Passage shown –
__________________________________________________

The latest wild stat comes out of an organization called "Shared Hope International." Here's an MSNBC quote from their total unsensationally headlined story, "Super Bowl a magnet for under-age sex trade":
Up to 300,000 girls between 11 and 17 are lured into the U.S. sex industry annually, according to a 2007 report sponsored by the Department of Justice and written by the nonprofit group Shared Hope International.
Really? Really? "Up to 300,000" young girls? To borrow from Roiphe, if there was this vast number of underage exploited children...wouldn't we know? Where do they all come from?
And then there's this, the opener to the story:
ATLANTA -- Pimps will traffic thousands of under-age prostitutes to Texas for Sunday's Super Bowl, hoping to do business with men arriving for the big game with money to burn, child rights advocates said...."The Super Bowl is one of the biggest human trafficking events in the United States," Texas Attorney General Greg Abbott told a trafficking prevention meeting in January.
I have no proof that it isn't. But, first of all, are there really that many kiddie diddlers out there? Seems implausible. And trafficking THOUSANDS of under-age prostitutes in? How? Where will they keep them? How will they hide them?
I'm very much behind preventing abuse, especially sexual abuse of children, but doesn't this number...hundreds and hundreds of thousands, sound fishy? Here's a link. An excerpt:
Experts estimate at least 100,000 American juveniles are victimized through prostitution in America each year. Domestic minor sex trafficking is child sex slavery, child sex trafficking, prostitution of children, commercial sexual exploitation of children (CSEC), and rape of a child.
Here's another excerpt:
In the Midwest, a child protection services officer in Kansas City related that approximately 84 child victims of prostitution had been identified since 2000 in Jackson County, Missouri. Of those 84 victims, 10 were local to Jackson County. Ages ranged from 12 to 16 years old.
Yes, 84, since 2000. Awful, horrible, and tragic for those victims, but the number sure doesn't point to the scare number they give out in the media and on their site. I looked up the study on Google Scholar, with the reference they gave (Wade, Domestic Minor Sex Trafficking Assessment Report -- Independence, Missouri, pg. 37.) and wasn't finding it.
The rest of the numbers in the report just don't bear out the number in the MSNBC report.

__________________________________________________

Dataset section –

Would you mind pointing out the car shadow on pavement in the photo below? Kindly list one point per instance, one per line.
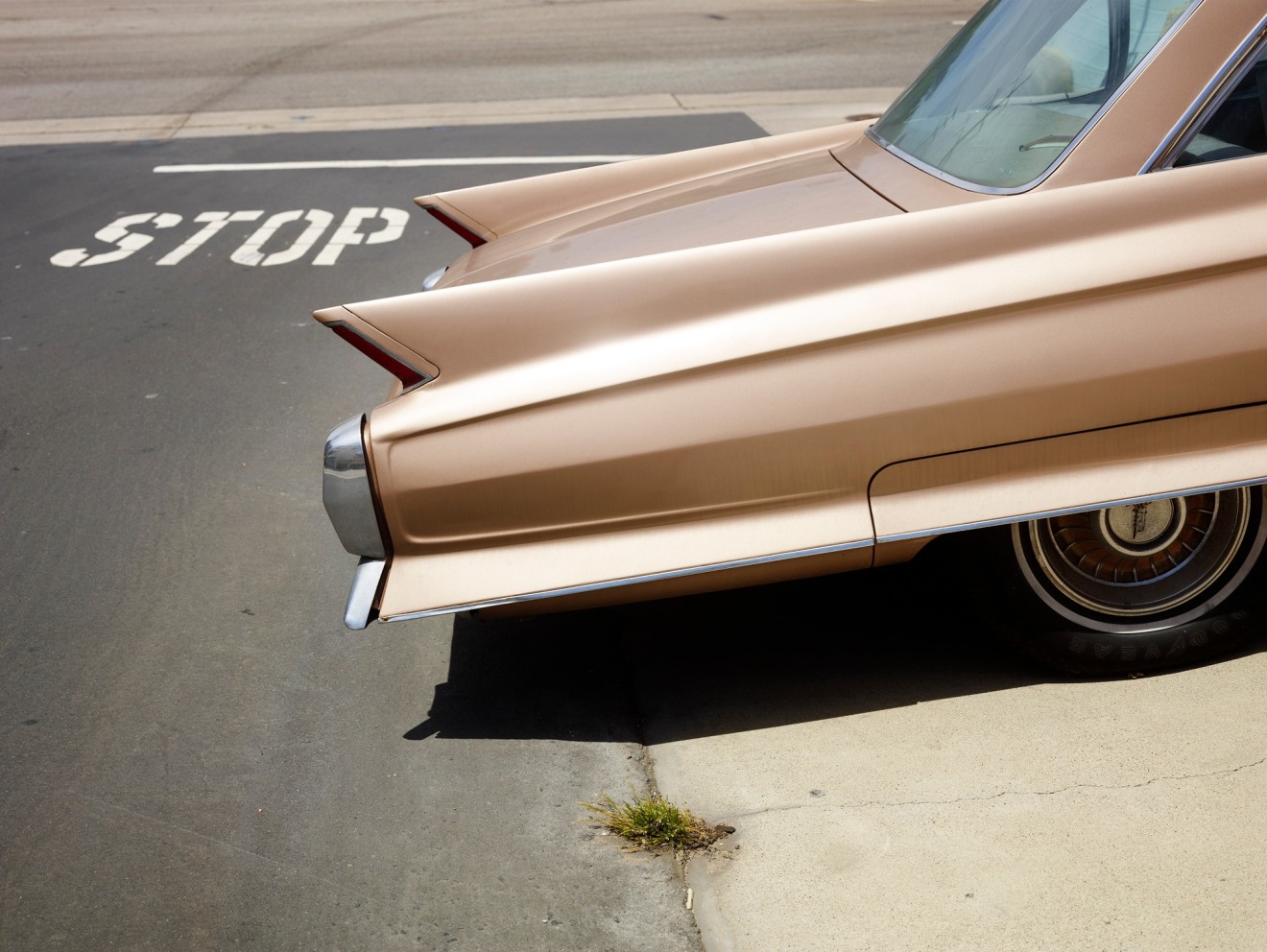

__________________________________________________

Tasks to carry out –
[1] Can you retype the post from "I have no proof" up to and including "of a child."?
[2] Answer these questions from the post:
(a) According to the 2007 report quoted from MSNBC, how many girls are lured into the U.S. sex industry each year?
(b) Who told a trafficking prevention meeting that the Super Bowl is one of the biggest human trafficking events in the United States?
(c) How many child victims of prostitution had been identified in Jackson County, Missouri, since 2000?

Solution list –
[1]
I have no proof that it isn't. But, first of all, are there really that many kiddie diddlers out there? Seems implausible. And trafficking THOUSANDS of under-age prostitutes in? How? Where will they keep them? How will they hide them?
I'm very much behind preventing abuse, especially sexual abuse of children, but doesn't this number...hundreds and hundreds of thousands, sound fishy? Here's a link. An excerpt:
Experts estimate at least 100,000 American juveniles are victimized through prostitution in America each year. Domestic minor sex trafficking is child sex slavery, child sex trafficking, prostitution of children, commercial sexual exploitation of children (CSEC), and rape of a child.

[2]
(a) Up to 300,000 girls between 11 and 17.
(b) Texas Attorney General Greg Abbott.
(c) Approximately 84.